> Problem to solve: Repeat exactly the lines from the one containing "positive clicks: (333, 201)" through the last line of the records below, both included, and nothing else.

> Given information:
╔══

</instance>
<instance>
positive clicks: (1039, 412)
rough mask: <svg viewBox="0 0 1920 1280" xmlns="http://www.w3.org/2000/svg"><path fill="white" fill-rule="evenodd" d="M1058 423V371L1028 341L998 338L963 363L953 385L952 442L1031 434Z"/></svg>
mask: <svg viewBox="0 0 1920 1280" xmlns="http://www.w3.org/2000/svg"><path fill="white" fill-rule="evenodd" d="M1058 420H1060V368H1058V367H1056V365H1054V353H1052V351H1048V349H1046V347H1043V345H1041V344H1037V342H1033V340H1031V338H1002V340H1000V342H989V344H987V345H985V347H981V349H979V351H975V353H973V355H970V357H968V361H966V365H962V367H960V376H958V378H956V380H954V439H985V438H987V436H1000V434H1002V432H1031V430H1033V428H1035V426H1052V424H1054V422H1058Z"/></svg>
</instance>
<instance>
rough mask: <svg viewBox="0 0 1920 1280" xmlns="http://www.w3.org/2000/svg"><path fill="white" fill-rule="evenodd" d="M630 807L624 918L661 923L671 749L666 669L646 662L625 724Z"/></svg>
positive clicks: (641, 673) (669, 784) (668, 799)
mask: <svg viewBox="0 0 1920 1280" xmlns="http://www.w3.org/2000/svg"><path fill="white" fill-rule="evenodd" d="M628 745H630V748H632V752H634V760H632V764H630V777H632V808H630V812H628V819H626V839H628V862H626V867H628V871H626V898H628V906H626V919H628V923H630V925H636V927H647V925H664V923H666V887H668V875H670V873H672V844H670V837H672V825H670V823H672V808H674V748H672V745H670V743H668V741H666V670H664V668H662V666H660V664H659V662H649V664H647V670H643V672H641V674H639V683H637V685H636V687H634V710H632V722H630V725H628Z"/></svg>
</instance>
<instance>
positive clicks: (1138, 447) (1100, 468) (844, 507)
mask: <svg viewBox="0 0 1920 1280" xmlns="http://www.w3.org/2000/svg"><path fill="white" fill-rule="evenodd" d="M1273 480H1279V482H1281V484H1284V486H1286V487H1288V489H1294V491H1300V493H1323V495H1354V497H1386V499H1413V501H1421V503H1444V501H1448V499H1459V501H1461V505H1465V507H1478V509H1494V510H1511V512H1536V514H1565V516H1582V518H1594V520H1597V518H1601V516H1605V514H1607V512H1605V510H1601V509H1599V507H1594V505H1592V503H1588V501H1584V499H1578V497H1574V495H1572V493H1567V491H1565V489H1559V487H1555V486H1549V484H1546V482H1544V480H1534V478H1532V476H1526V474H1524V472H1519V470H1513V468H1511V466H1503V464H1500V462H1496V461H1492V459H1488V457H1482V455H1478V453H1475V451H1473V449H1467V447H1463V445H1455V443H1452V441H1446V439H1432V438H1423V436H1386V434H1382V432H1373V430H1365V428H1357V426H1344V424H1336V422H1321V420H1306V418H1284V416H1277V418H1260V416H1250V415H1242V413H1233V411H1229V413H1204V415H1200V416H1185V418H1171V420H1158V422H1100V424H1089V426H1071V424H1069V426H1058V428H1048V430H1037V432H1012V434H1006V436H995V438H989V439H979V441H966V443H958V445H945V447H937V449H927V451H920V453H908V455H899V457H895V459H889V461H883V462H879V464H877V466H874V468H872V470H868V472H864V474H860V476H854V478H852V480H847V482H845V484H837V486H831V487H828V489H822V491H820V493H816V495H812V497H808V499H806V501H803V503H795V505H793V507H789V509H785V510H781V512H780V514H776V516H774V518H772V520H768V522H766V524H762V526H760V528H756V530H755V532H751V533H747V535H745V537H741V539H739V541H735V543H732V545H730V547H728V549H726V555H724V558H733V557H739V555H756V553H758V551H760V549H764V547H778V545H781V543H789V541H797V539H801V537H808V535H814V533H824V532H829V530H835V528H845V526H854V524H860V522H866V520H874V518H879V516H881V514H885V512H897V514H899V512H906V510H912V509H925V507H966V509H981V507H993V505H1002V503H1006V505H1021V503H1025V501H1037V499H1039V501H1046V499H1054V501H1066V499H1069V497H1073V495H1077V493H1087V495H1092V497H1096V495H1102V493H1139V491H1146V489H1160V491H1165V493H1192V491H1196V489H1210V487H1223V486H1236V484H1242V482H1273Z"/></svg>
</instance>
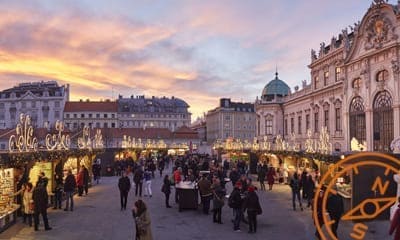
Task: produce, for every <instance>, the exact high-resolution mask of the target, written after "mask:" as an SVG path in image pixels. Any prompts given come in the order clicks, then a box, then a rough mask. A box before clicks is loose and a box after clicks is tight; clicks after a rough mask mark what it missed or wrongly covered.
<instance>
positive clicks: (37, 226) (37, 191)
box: [32, 184, 51, 231]
mask: <svg viewBox="0 0 400 240" xmlns="http://www.w3.org/2000/svg"><path fill="white" fill-rule="evenodd" d="M32 199H33V203H34V225H35V231H38V230H39V214H41V215H42V217H43V222H44V229H45V230H46V231H48V230H51V227H50V226H49V221H48V219H47V204H48V199H49V196H48V194H47V190H46V187H45V186H44V185H43V184H38V185H36V187H35V189H34V190H33V193H32Z"/></svg>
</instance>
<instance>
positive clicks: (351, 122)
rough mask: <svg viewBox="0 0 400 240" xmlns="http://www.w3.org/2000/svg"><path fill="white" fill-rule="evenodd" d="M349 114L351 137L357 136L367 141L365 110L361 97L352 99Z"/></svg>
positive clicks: (362, 100) (358, 139)
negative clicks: (366, 140)
mask: <svg viewBox="0 0 400 240" xmlns="http://www.w3.org/2000/svg"><path fill="white" fill-rule="evenodd" d="M349 116H350V118H349V126H350V139H352V138H353V137H355V138H356V139H357V140H358V141H361V142H362V141H365V140H366V139H365V138H366V137H365V133H366V125H365V111H364V103H363V100H362V98H361V97H355V98H353V100H351V103H350V111H349Z"/></svg>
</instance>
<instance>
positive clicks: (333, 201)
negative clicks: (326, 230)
mask: <svg viewBox="0 0 400 240" xmlns="http://www.w3.org/2000/svg"><path fill="white" fill-rule="evenodd" d="M327 210H328V213H329V217H330V218H331V220H334V221H335V222H334V223H333V224H332V225H331V228H332V233H333V234H334V235H335V236H336V237H337V229H338V227H339V221H340V218H341V217H342V215H343V212H344V204H343V198H342V197H341V196H339V194H338V193H337V192H336V194H333V193H332V194H331V195H330V196H329V198H328V203H327Z"/></svg>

╚══

> Solved exercise:
positive clicks: (333, 201)
negative clicks: (326, 230)
mask: <svg viewBox="0 0 400 240" xmlns="http://www.w3.org/2000/svg"><path fill="white" fill-rule="evenodd" d="M327 210H328V213H329V217H330V218H331V220H334V221H335V222H334V223H333V224H332V225H331V228H332V233H333V234H334V235H335V236H336V237H337V229H338V227H339V221H340V218H341V217H342V215H343V212H344V204H343V198H342V197H341V196H339V194H338V193H337V192H336V194H333V193H332V194H331V195H330V196H329V198H328V203H327Z"/></svg>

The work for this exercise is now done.